DATA LINES:
## Start

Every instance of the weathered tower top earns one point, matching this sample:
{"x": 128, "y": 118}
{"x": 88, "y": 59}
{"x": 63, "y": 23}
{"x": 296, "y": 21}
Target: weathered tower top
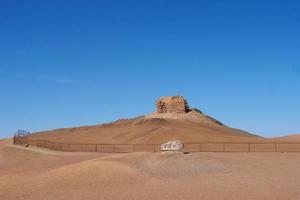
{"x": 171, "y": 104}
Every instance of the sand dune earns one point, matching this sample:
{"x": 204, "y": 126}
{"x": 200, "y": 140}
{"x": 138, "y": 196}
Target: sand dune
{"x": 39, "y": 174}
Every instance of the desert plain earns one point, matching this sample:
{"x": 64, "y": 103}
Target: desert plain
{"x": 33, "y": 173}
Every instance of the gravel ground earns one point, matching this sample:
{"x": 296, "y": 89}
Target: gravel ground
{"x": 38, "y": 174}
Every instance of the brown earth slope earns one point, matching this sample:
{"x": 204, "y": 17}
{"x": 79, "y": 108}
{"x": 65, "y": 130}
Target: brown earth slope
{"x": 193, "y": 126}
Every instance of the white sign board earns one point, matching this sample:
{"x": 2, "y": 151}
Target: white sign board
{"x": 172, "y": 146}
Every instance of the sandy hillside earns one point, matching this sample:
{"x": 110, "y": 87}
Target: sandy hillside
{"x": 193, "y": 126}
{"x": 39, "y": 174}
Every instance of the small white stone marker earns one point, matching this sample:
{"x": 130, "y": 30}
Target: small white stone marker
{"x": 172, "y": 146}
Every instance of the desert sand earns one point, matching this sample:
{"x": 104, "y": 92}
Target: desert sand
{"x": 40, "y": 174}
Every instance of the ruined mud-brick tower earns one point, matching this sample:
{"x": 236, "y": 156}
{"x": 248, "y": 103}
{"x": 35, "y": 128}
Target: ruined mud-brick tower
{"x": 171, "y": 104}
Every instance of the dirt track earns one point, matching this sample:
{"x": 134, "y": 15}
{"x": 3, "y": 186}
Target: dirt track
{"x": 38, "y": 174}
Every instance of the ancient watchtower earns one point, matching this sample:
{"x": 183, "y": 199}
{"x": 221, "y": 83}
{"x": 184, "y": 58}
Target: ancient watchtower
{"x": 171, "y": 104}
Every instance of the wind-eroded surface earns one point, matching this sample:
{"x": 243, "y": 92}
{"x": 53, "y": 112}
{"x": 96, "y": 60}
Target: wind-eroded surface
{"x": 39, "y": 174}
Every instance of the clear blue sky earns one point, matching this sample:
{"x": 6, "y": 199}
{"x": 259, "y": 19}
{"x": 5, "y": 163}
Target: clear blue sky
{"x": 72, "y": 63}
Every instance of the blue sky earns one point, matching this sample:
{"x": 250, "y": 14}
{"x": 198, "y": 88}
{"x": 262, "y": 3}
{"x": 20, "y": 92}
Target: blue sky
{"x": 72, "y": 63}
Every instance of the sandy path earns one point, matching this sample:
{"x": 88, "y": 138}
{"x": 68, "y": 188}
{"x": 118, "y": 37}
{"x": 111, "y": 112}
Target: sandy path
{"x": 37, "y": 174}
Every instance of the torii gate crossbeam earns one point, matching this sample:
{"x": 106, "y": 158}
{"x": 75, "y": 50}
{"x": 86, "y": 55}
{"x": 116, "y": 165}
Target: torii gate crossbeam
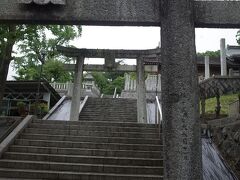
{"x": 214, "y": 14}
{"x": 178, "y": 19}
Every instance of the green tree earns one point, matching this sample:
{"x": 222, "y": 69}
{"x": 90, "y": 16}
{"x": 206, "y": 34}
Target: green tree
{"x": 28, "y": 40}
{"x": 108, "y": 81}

## End
## Start

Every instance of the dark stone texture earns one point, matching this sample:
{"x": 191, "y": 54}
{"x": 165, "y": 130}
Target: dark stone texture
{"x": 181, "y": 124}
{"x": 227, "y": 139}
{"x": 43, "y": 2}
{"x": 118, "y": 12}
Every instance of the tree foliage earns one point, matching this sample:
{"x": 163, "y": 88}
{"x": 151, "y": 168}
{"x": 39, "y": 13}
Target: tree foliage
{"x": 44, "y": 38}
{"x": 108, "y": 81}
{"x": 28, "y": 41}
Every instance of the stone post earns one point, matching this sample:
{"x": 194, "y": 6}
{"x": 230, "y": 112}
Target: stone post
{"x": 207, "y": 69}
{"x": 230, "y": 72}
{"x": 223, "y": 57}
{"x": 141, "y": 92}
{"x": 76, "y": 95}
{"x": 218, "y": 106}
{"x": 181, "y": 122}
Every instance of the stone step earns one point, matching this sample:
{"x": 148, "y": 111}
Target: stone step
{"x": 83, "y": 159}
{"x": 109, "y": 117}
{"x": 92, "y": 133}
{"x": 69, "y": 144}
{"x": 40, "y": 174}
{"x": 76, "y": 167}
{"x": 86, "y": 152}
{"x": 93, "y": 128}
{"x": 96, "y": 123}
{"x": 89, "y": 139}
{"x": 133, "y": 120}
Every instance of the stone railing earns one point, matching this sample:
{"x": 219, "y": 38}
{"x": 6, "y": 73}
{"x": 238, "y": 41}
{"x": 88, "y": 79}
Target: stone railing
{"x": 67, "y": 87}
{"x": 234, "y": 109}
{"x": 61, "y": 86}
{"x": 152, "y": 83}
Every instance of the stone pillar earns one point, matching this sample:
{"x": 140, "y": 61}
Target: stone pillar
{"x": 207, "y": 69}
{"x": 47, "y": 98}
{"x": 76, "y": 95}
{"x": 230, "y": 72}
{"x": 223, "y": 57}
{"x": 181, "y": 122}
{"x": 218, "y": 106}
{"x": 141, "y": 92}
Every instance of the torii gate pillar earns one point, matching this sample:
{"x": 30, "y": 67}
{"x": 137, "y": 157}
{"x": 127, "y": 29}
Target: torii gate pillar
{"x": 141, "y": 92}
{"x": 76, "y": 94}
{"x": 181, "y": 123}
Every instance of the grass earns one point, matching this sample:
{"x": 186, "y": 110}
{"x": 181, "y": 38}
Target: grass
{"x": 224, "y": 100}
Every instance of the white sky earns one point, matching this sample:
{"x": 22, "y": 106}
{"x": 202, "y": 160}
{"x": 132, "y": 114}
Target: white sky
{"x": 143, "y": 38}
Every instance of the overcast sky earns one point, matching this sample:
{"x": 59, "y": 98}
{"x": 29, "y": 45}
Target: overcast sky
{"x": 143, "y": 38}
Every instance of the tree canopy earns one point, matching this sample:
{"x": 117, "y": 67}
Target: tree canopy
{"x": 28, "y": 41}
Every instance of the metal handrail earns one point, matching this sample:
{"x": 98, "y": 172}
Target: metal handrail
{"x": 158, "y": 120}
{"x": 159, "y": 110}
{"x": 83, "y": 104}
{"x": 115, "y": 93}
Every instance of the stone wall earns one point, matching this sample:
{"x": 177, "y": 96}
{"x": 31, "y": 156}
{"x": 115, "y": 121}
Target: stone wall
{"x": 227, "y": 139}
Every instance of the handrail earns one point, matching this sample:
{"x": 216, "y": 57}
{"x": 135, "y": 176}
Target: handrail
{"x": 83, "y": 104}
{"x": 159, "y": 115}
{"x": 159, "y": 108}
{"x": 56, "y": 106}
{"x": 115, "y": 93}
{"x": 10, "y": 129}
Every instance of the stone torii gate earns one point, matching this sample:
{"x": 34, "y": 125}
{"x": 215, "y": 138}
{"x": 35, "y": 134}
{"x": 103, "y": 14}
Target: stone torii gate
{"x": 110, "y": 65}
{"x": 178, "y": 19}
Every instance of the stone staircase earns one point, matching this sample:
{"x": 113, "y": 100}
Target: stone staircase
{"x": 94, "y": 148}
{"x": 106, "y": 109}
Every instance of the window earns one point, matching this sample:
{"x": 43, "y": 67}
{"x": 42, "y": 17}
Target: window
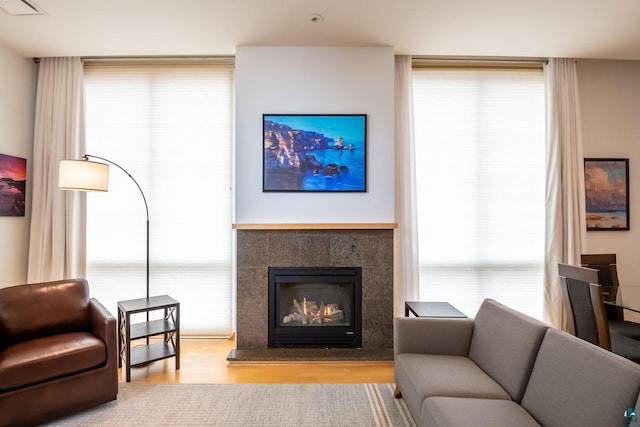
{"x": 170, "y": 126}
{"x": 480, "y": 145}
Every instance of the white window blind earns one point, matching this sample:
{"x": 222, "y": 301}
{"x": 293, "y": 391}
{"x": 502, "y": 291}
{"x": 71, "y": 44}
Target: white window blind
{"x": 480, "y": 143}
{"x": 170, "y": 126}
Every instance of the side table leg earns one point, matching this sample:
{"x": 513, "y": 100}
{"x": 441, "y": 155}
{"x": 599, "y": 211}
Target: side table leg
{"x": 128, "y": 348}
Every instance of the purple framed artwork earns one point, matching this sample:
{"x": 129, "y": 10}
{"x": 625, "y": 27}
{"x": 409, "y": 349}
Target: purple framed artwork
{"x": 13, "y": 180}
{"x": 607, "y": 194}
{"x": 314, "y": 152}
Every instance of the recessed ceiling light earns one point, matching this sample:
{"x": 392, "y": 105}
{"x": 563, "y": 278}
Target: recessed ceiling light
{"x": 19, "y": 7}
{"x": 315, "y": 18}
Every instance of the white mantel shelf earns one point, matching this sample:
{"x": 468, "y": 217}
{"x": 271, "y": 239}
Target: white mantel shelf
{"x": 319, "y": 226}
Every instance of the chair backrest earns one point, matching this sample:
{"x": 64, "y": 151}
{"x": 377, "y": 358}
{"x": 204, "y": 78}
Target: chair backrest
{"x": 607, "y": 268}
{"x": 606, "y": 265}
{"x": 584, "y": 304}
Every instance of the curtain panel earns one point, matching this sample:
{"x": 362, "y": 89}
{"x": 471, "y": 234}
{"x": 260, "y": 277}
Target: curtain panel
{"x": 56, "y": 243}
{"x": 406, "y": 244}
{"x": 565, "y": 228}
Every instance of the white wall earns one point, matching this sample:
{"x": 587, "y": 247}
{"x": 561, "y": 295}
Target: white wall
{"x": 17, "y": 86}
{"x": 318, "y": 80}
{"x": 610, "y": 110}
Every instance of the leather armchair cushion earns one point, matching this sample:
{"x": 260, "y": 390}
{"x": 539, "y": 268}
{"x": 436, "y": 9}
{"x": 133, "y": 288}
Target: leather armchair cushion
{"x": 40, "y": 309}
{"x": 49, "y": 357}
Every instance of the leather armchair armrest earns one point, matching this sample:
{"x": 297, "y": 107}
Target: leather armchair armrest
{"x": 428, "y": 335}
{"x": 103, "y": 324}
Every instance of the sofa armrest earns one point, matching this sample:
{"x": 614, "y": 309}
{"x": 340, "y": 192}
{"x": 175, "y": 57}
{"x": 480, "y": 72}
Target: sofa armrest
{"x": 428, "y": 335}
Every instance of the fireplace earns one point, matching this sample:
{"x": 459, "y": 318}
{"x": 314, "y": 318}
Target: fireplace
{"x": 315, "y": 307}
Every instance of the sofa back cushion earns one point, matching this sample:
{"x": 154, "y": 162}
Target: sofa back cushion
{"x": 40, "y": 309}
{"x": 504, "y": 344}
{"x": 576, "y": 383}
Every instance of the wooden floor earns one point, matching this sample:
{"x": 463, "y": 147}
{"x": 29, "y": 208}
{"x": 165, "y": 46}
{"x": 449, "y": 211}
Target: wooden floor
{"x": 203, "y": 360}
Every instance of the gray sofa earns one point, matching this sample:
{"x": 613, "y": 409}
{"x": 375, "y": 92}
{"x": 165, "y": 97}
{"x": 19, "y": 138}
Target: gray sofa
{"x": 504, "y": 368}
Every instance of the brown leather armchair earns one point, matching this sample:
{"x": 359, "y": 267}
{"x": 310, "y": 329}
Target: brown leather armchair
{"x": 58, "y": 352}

## End

YOUR INSTRUCTIONS: Which lines in the records contain the word "ruined"? Extract each of those lines in full, treating case as significant.

THE OUTPUT:
Every instance of the ruined mud-brick tower earns one point, matching this sample:
Target: ruined mud-brick tower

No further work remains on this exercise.